If you don't know what version of Python you are using, it's easy to figure out. The Python version is shown when you enter the Python REPL. In a terminal type python and the version is printed out above the REPL prompt.

> python
Python 3.8.5 (default, Jul  2 2020, 17:30:36) [MSC v.1916 64 bit (AMD64)] :: Anaconda, Inc. on win32
Type "help", "copyright", "credits" or "license" for more information.
>>>

At this point, we have converted an original Jupyter notebook into a Python script. We have also included a requirements.txt file and a runtime.txt file alongside our script. The directory structure of our growing project is shown below.

project/
    analysis.ipynb
    analysis.py
    requirements.txt
    runtime.txt
    plot.png
    data/
        raw_data.csv

Our dependencies and Python version are defined. Let's write our first tests!

Test Dependency Versions and Python Version

Now that we defined our package versions and Python version, we can write tests to confirm these are the same versions that run our script. If another researcher wants to run our script, they can confirm through our tests that they are using the same dependency versions we are.

Test Dependencies

Create a new directory called tests and inside the tests directory, create a new file called test_dependencies.py. Also, create a blank __init__.py file alongside the test_dependencies.py file. You can leave __init__.py empty. The file just has to have the name __init__.py. This tile defines the tests/ directory as a package.

The directory structure of our project now looks like:

project/
    analysis.ipynb
    analysis.py
    requirements.txt
    runtime.txt
    plot.png
    data/
        raw_data.csv
    tests/
        __init__.py
        test_dependencies.py

Inside the test_dependencies.py file, we can write tests that confirm the versions of the packages we say are necessary in our requirements.txt file. Examples of these tests are below. The tests are written using pytest, an excellent testing framework that is pretty easy to use.

# tests/test_dependencies.py

from pathlib import Path

import matplotlib as mpl
import numpy as np
import pandas as pd

fp = Path(Path.cwd(), "requirements.txt")
with open(fp, "r") as f:
    v = f.readlines()
d = {}
for l in v:
    r = l.split("==")[0]
    ver = l.split("==")[1].strip()
    d[r] = ver


def test_numpy_version():
    expected = d["numpy"]
    actual = np.__version__
    assert actual == expected


def test_pandas_version():
    expected = d["pandas"]
    actual = pd.__version__
    assert actual == expected


def test_matplotlib_version():
    expected = d["matplotlib"]
    actual = mpl.__version__
    assert actual == expected

The code at the top of the file reads our requirements.txt file and parses our required packages and versions into a Python dictionary. Below are three tests, one test for each required package.

We can run these tests from the command line as long as pytest is installed. If it isn't installed, pytest can be installed with pip

> pip install pytest

The command below runs the tests we defined in test_dependencies.py with pytest.

> python -m pytest tests/test_dependencies.py

The output should be something like below:

============================== test session starts ===============================
platform linux -- Python 3.8.5, pytest-6.2.2, py-1.10.0, pluggy-0.13.1
rootdir: /home/peter/Documents/testing-scientific-code
collected 3 items                                                                

tests/test_dependencies.py ...                                             [100%]

=============================== 3 passed in 0.25s ================================

If you want more information about the tests, use the -v flag.

◆ DATA LINES ◆
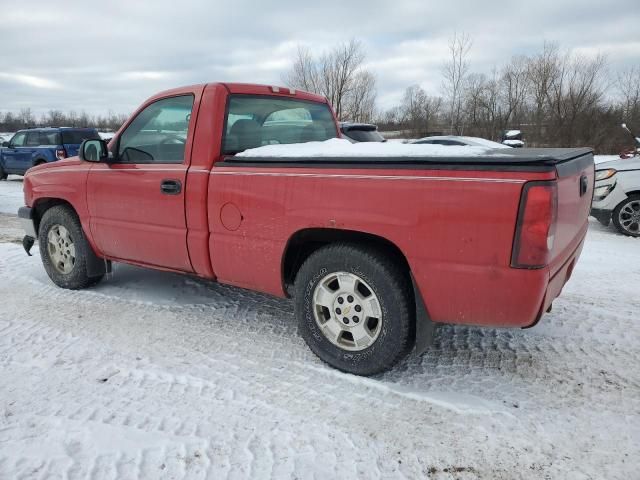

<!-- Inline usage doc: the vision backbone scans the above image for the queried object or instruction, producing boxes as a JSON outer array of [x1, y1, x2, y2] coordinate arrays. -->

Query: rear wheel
[[613, 195, 640, 237], [38, 205, 103, 290], [295, 244, 415, 375]]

◆ INSTRUCTIONS ◆
#1 Could you reproduce the dependency-testing tutorial's passage starting with "The code at" and going on through "test_dependencies.py with pytest.", renaming "pytest" to "nose2"?
#2 Which test functions does the dependency-testing tutorial define in its code?

◆ RESULTS BY TASK ◆
#1
The code at the top of the file reads our requirements.txt file and parses our required packages and versions into a Python dictionary. Below are three tests, one test for each required package.

We can run these tests from the command line as long as nose2 is installed. If it isn't installed, nose2 can be installed with pip

> pip install nose2

The command below runs the tests we defined in test_dependencies.py with nose2.

#2
- test_numpy_version
- test_pandas_version
- test_matplotlib_version